[BRANO DELL'ESERCIZIO]
-- -- --
Dal 2010 al 2017 i Comuni calabresi sciolti per infiltrazioni mafiose (49) rappresentano il 52% del totale (94), mentre quelli campani (18) e siciliani (18) si attestano entrambi al 19%. Lo si legge nella relazione semestrale della Direzione investigativa antimafia (Dia). Sono stati cinque i comuni sciolti per mafia nel 2010, cinque anche nel 2011, 23 nel 2012, 15 nel 2013, 10 nel 2014, sette nel 2015, otto nel 2016 e 21 nel 2017. Le 55 denunce per “scambio elettorale politico-mafioso” registrate nel 2017 “testimoniano il permanere di un pericolo latente nell’ambito delle amministrazioni pubbliche, che nel prossimo futuro potrebbe tradursi in nuovi casi di scioglimento di enti locali”. Più diffusamente, “la Campania fa registrare il picco massimo di denunciati/arrestati per Comune sciolto, con un valore prossimo al 5. La Calabria presenta un importante scostamento rispetto all’andamento medio nazionale, dal momento che vede i denunciati/arrestati ex art. 416 ter c.p. in numero proporzionalmente maggiore rispetto a quello degli scioglimenti comunali, con un valore di 0,6 e quindi inferiore all’unità. Il Lazio è anch’esso segnato da uno scostamento – di segno opposto a quello della Calabria – in quanto, a fronte di 14 soggetti denunciati/arrestati ex art. 416 ter c.p., non presenta comuni sciolti”. “Alla luce della media nazionale, gli scostamenti registrati sulla Calabria e sul Lazio potrebbero risultare indicativi di condotte criminali latenti. Nel primo caso, la presenza di un numero più elevato di Comuni sciolti rispetto ai denunciati ex art. 416 ter c.p., potrebbe essere sintomatico della presenza di soggetti ancora da assicurare alla Giustizia, che si sono adoperati per uno ‘scambio elettorale politico-mafioso’. Al contrario, per il Lazio, il numero elevato di soggetti denunciati ex art. 416 ter c.p. rispetto alla mancanza di comuni sciolti, potrebbe prefigurare casi di attività amministrative condizionate dalla criminalità organizzata ancora da accertare giudiziariamente”.
-- -- --
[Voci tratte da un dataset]
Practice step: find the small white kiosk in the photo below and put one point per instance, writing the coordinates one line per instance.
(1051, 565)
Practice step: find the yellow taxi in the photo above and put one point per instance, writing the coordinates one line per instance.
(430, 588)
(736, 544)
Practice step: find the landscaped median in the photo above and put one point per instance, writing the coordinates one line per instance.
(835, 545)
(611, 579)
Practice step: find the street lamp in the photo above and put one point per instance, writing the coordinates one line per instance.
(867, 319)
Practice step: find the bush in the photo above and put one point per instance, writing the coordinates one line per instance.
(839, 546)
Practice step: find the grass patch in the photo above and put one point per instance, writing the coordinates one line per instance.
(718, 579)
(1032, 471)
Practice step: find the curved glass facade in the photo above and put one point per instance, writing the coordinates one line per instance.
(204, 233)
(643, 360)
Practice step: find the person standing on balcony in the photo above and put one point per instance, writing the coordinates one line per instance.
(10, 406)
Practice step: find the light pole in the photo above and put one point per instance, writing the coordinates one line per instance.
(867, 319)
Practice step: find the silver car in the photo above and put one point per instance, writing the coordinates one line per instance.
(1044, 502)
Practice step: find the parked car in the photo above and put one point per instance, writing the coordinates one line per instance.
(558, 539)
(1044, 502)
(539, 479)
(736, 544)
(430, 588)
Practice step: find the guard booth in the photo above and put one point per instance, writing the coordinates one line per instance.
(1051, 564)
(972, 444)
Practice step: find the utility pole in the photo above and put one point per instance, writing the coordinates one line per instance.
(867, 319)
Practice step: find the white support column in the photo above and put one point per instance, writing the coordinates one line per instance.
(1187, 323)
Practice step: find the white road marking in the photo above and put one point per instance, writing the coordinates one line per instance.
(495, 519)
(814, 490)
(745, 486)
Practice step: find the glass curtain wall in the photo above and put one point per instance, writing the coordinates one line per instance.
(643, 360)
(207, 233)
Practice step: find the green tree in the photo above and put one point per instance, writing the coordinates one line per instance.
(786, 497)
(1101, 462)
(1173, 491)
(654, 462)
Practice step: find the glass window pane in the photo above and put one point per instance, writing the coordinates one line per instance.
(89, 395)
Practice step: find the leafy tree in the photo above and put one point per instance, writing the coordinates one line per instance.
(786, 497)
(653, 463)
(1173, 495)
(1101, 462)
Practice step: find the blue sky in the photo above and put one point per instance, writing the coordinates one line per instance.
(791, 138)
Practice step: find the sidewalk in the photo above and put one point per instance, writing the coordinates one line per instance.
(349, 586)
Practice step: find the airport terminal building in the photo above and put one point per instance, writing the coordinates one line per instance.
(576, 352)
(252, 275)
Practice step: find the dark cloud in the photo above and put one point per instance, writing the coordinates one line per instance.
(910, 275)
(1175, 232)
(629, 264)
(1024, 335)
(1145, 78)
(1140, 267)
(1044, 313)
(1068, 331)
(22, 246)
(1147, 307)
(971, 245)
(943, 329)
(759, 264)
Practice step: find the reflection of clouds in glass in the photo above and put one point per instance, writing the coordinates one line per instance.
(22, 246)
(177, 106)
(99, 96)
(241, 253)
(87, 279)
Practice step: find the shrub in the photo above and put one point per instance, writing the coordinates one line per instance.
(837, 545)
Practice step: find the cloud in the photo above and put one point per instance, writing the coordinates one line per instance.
-- -- --
[CONSEGNA] Prosegui il brano sui Comuni sciolti per infiltrazioni mafiose, partendo subito dopo la sua ultima frase.

[RISPOSTA FINALE]
Per quanto cosa nostra, dopo la morte di Salvatore Riina, stia attraversando una fase di riassetto degli equilibri interni, è ragionevole ipotizzare che un organismo collegiale provvisorio, con funzioni di consultazione e raccordo strategico e costituito dai capi dei mandamenti palermitani più rappresentativi, continui ad esprimere una linea-guida nell’interesse comune, specie se volta a regolare le scelte affaristico-imprenditoriali”. E’ quanto scrive la Direzione Investigativa Antimafia nella relazione semestrale al Parlamento. Dopo aver rilevato come la ‘stidda’ “pur rivestendo rispetto a cosa nostra un ruolo di secondo piano, continui a mantenere posizioni di rilievo nel contesto provinciale”, la Dia rileva come le varie frange provinciali di Cosa nostra “ma soprattutto quella trapanese, agiscono in sostanziale sinergia con le famiglie palermitane, con una tale comunione di obiettivi da ricondurle quasi sotto un’unica realta’ criminale. Il latitante Matteo Messina Denaro continua ad essere il principale ricercato di cosa nostra e ultimo boss dei ‘corleonesi’ da catturare”.